* _Exercise details_
Continue the passage on Jesus's teaching about judging others, starting right after its final sentence.

___ Reading text ___

The apostle Paul says that, whoever you are, you have no excuse for judging another. "For in passing judgment upon him you condemn yourself, because you, the judge, are doing the very same things" (Rom. 2:1). Kierkegaard tells of the thief who stole a hundred dollar note, then saw a second thief swindle it from him. The first thief hauled the second into court and demanded justice. The judge asked the embarrassing question of where the money had come from and found both accuser and accused guilty.
Maybe we resist that way of putting it, saying: "Of course, I'm not perfect. I make my mistakes. But there are some things I don't do and I have a right to complain when someone else does them." But are you sure? You have not murdered. Have you never hated? (Matthew 5:21-22)? You have not committed adultery. Have you remembered Christ's definition of adultery (Matthew 5:27-28)? You have never sworn falsely under oath. Have you been utterly sincere (Matthew 5:33-37)? Every accusation that we make is transferred by Jesus to the deeper level, where no one can proudly claim virtue. "In the moment that you are truly aware of God's presence you certainly would not think of looking at a mote in your brother's eye, nor would you think of applying this terribly strict standard -- you who are yourself guilty." (Works of Love by Soren Kierkegaard, translated by D. F. and L. M. Swenson, p. 308. Princeton University Press, 1946. Used by permission.)
That realization dawned upon a startled group one day. They had caught a woman in the crime of adultery. There was no doubt about it, she was guilty. The law said she should be stoned to death. They brought her to Jesus, told him their story, and put him on the spot. What now would he do with his fine words about forgiveness? Would he ignore a crime clearly defined in the Law of Moses? His answer was as clear as the crime and the Law, and far more profound. "Let him who is without sin among you be the first to throw a stone at her" (John 8:7). Read the rest of the story. See how the shamed crowd drifted away. See how Jesus neither condemned the guilty woman nor made light of the wrong she had done.
Luke puts the words, "Judge not" immediately after the words, "Be merciful, even as your Father is merciful." That helps us to see the point. We cannot stop evaluating, but we can be merciful. We remember that it is the merciful who shall obtain mercy. We who crave mercy can show mercy.
God's Kingdom and Human Government
Again the question of practicability arises. Does not Jesus undermine the possibility of sound civil law and judicial procedure? Forgiveness is beautiful, mercy is lovely. But we cannot let murderers run at large, our mercy thus permitting more murders. What if God does find us all guilty of inner sins? Society must be concerned with overt acts that disrupt peace and justice. In this area some are guilty and some are not.
True. But Jesus too is true. As we have seen before, Jesus gives us the truth of the kingdom of God. He shows us our human life as God sees it. He exposes the hypocrises and deceptions of life. He does not, in all this, take the place of civil government.
At this crucial point, however, we are not entitled to say: "Oh, that means we can ignore Jesus in politics." A judge, passing sentence on a criminal, might think (as, we know, some judges do think): "This man before me may be no more guilty before God than I. If I had been in his shoes, I might have done what he did. Only God, not I, can judge his life. I do know that he has violated the laws of society and harmed other people. To prevent his continuing to harm them, society denies him freedom. As the agent of society, I must pronounce the sentence. As I do so, I pray that God may have mercy on his soul and on the souls of all of us."

___ Supplied data ___

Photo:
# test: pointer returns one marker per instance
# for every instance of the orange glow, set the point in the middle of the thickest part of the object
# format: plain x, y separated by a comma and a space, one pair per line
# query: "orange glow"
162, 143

___

* _Task answer_
The governor of an important penal institution has hanging over his mantelpiece a wood carving which says: "Every man is fighting a hard battle; therefore, be merciful." Mercy cannot entirely replace judicial procedures and forceful restraint of lawbreakers. But it can transform justice so that it does not resemble vengeance. It can eliminate the kind of vision that sees specks and ignores beams. It can work to help rather than to humiliate the criminal.
The Need to Discriminate
In Matthew's report the warning against judging is immediately followed by a jolting contrast: "Do not give dogs what is holy; and do not throw your pearls before swine." That puzzling sentence does not seem to fit the development of thought. Matthew is the only New Testament writer to report it. In the early church, we know, it was used to exclude curious spectators from the Lord's Supper, a celebration reserved for those who came in reverent faith.
If the statement belongs here -- some scholars doubt it, or consider it part of a lost parable -- it is a reminder that all the dangers of judging cannot relieve us of the need to discriminate. Jesus often made this point. He warned his followers against false prophets. He denounced evil. He makes us more intent to discern between good and bad, between seeming good and true good. He awakens a more sensitive conscience, a surer power of evaluation. What he rejects is the impulse to stand in judgment over others, as though we could take God's position and see truly into the lives of our fellowmen.
The warning against judgment has special force when we think of other peoples, especially those for whom we feel some hostility. The tendency of all "in-groups" is to judge "out-groups" harshly. Often such judgments actually endanger the world. Consider a few examples.
1. Some investigators in 1952 set out to discover, through the pollster's techniques, some of the bases of international hostilities. Their findings help us to "see ourselves as others see us." Americans described themselves with such adjectives as peace-loving, generous, intelligent. Foreigners described us as progressive, practical, conceited, domineering. In selecting adjectives to describe themselves, Americans picked thirteen complimentary ones for every uncomplimentary one.
2. Shortly after the war with Japan, the Reverend Mrs. Tamaki Uemura, a distinguished churchwoman and president of the Japanese YWCA, visited the United States. When a New York taxi driver learned she was from Japan, he said: "You folks had better all repent over there. America is always right."
3. An American political scientist studied closely the official propaganda from Russia for several years. He found plenty of criticisms of the policies of other nations, but never a single hint that Russia might ever be wrong. On the other hand, an American news reporter, traveling in a Russian ship, overheard through his porthole a sarcastic conversation between two Russian sailors. One said that in America everything was wonderful and nothing wrong or bad. "Would you like to be there?" he asked the second. "Oh, no," came the answer, "I am sometimes both wrong and bad."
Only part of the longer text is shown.